**TASK DIRECTIONS:** Your answer must be an exact copy of the records, minus any pictures.

[Saved data entries]

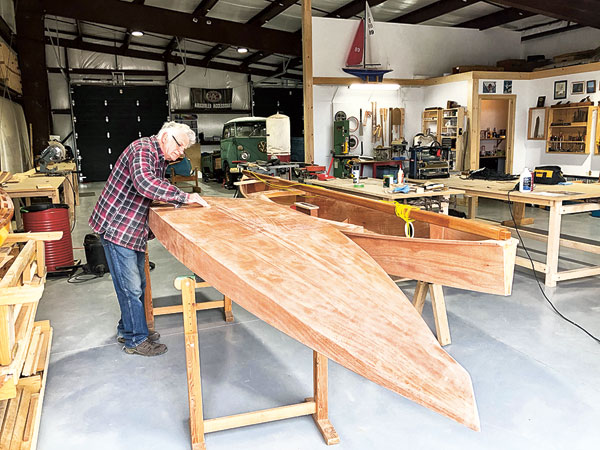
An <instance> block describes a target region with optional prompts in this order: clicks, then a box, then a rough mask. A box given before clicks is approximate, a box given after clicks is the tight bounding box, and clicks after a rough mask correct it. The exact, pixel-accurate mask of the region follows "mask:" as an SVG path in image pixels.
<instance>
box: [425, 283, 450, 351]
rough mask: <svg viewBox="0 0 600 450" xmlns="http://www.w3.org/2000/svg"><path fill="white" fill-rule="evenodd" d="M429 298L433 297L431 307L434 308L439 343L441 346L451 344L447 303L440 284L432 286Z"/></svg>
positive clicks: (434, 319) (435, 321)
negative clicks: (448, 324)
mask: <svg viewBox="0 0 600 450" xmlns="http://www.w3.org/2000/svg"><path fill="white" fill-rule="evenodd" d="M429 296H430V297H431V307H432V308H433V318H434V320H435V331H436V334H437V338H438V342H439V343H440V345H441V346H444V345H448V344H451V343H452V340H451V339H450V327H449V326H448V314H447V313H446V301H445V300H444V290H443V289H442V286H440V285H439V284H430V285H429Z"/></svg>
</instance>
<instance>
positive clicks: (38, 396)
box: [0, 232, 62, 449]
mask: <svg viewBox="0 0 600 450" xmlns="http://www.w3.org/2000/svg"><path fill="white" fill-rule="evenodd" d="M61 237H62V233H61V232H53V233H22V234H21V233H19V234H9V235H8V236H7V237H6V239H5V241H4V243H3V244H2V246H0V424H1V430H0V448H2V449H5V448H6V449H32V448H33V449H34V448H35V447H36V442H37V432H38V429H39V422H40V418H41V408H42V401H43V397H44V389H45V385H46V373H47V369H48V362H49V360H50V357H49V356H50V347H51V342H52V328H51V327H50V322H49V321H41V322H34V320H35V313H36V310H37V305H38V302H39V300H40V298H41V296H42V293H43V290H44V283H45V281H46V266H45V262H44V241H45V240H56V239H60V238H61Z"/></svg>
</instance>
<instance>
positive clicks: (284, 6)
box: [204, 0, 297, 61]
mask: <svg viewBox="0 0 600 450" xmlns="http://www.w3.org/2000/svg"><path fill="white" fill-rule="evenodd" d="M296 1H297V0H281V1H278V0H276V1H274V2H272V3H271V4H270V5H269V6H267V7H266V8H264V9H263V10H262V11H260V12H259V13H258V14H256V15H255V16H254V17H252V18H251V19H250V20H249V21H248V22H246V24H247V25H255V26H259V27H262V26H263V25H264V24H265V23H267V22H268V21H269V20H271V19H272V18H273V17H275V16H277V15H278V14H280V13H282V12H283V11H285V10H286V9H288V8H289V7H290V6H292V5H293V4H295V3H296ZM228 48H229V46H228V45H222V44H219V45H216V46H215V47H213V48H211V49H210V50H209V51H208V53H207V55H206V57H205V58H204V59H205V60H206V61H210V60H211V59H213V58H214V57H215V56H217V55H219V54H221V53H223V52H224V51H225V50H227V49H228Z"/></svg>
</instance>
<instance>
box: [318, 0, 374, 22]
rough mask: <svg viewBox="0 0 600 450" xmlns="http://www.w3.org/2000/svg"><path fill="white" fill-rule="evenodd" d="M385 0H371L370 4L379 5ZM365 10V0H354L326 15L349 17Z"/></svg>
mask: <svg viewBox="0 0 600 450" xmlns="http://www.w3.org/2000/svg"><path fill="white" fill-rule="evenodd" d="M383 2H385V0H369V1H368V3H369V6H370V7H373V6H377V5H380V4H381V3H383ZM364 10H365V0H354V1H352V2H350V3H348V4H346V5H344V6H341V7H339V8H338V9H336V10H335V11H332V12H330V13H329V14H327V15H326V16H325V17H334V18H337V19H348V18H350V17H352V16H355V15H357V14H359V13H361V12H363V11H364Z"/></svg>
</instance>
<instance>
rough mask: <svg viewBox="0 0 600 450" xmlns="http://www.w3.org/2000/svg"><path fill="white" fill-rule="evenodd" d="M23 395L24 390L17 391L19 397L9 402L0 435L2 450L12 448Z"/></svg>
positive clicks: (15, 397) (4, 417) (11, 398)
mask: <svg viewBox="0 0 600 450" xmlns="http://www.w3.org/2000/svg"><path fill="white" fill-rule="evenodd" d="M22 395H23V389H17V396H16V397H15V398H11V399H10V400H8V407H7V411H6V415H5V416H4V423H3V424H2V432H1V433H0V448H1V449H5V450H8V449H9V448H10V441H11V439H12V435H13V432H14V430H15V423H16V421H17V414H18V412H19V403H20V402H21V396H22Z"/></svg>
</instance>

**WRITTEN SOLUTION:**
An <instance> block describes a target region with optional prompts in this order: clicks, then a box, then a rough mask. A box given before clicks is approximate, a box given after clicks is the tight bounding box, and clicks after a rough mask correct it. The exact, pixel-accurate mask of the region follows "mask:" as an SVG path in image pixels.
<instance>
box: [425, 283, 450, 351]
rough mask: <svg viewBox="0 0 600 450" xmlns="http://www.w3.org/2000/svg"><path fill="white" fill-rule="evenodd" d="M429 298L433 297L431 307L434 308L439 343L441 346L451 344L447 303L440 284L432 286Z"/></svg>
positive clicks: (434, 319) (435, 321)
negative clicks: (448, 324)
mask: <svg viewBox="0 0 600 450" xmlns="http://www.w3.org/2000/svg"><path fill="white" fill-rule="evenodd" d="M429 296H430V297H431V307H432V308H433V318H434V320H435V331H436V334H437V338H438V342H439V343H440V345H441V346H444V345H448V344H451V343H452V340H451V339H450V327H449V326H448V314H447V313H446V301H445V300H444V290H443V289H442V286H440V285H439V284H430V285H429Z"/></svg>
</instance>
<instance>
positive clicks: (38, 396)
box: [0, 232, 62, 449]
mask: <svg viewBox="0 0 600 450" xmlns="http://www.w3.org/2000/svg"><path fill="white" fill-rule="evenodd" d="M61 237H62V233H61V232H53V233H22V234H21V233H19V234H9V235H8V236H7V237H6V239H5V241H4V243H3V244H2V246H0V424H1V430H0V448H2V449H5V448H6V449H32V448H33V449H34V448H35V447H36V442H37V432H38V429H39V422H40V418H41V408H42V401H43V397H44V389H45V385H46V373H47V369H48V362H49V360H50V357H49V356H50V347H51V342H52V328H51V327H50V322H49V321H41V322H34V320H35V313H36V310H37V305H38V302H39V300H40V298H41V296H42V293H43V290H44V283H45V281H46V266H45V262H44V241H45V240H56V239H60V238H61Z"/></svg>
</instance>
<instance>
positive clicks: (284, 6)
box: [204, 0, 297, 61]
mask: <svg viewBox="0 0 600 450" xmlns="http://www.w3.org/2000/svg"><path fill="white" fill-rule="evenodd" d="M296 1H297V0H281V1H278V0H276V1H274V2H272V3H271V4H270V5H269V6H267V7H266V8H264V9H263V10H262V11H260V12H259V13H258V14H256V15H255V16H254V17H252V18H251V19H250V20H249V21H248V22H246V24H247V25H255V26H259V27H262V26H263V25H264V24H265V23H267V22H268V21H269V20H271V19H272V18H273V17H275V16H277V15H278V14H280V13H282V12H283V11H285V10H286V9H288V8H289V7H290V6H292V5H293V4H295V3H296ZM228 48H229V46H228V45H222V44H219V45H216V46H215V47H213V48H211V49H210V50H209V51H208V53H207V55H206V57H205V58H204V59H205V60H206V61H210V60H211V59H213V58H214V57H215V56H217V55H219V54H221V53H223V52H224V51H225V50H227V49H228Z"/></svg>
</instance>
<instance>
box: [318, 0, 374, 22]
rough mask: <svg viewBox="0 0 600 450" xmlns="http://www.w3.org/2000/svg"><path fill="white" fill-rule="evenodd" d="M385 0H371L370 4L379 5ZM365 10V0H354L326 15L349 17Z"/></svg>
mask: <svg viewBox="0 0 600 450" xmlns="http://www.w3.org/2000/svg"><path fill="white" fill-rule="evenodd" d="M383 2H385V0H369V1H368V3H369V6H370V7H373V6H377V5H380V4H381V3H383ZM364 10H365V0H354V1H352V2H350V3H348V4H346V5H344V6H341V7H339V8H338V9H336V10H335V11H332V12H330V13H329V14H327V15H326V16H325V17H334V18H337V19H348V18H350V17H352V16H355V15H357V14H359V13H361V12H363V11H364Z"/></svg>
</instance>
<instance>
rough mask: <svg viewBox="0 0 600 450" xmlns="http://www.w3.org/2000/svg"><path fill="white" fill-rule="evenodd" d="M23 395L24 390L17 391L19 397L9 402L0 435L2 450L12 448Z"/></svg>
positive clicks: (15, 397) (4, 417) (11, 398)
mask: <svg viewBox="0 0 600 450" xmlns="http://www.w3.org/2000/svg"><path fill="white" fill-rule="evenodd" d="M22 395H23V389H17V396H16V397H15V398H11V399H10V400H8V407H7V411H6V415H5V416H4V423H3V424H2V432H1V433H0V448H1V449H5V450H8V449H9V448H10V441H11V439H12V435H13V432H14V430H15V423H16V421H17V414H18V412H19V403H20V402H21V396H22Z"/></svg>
</instance>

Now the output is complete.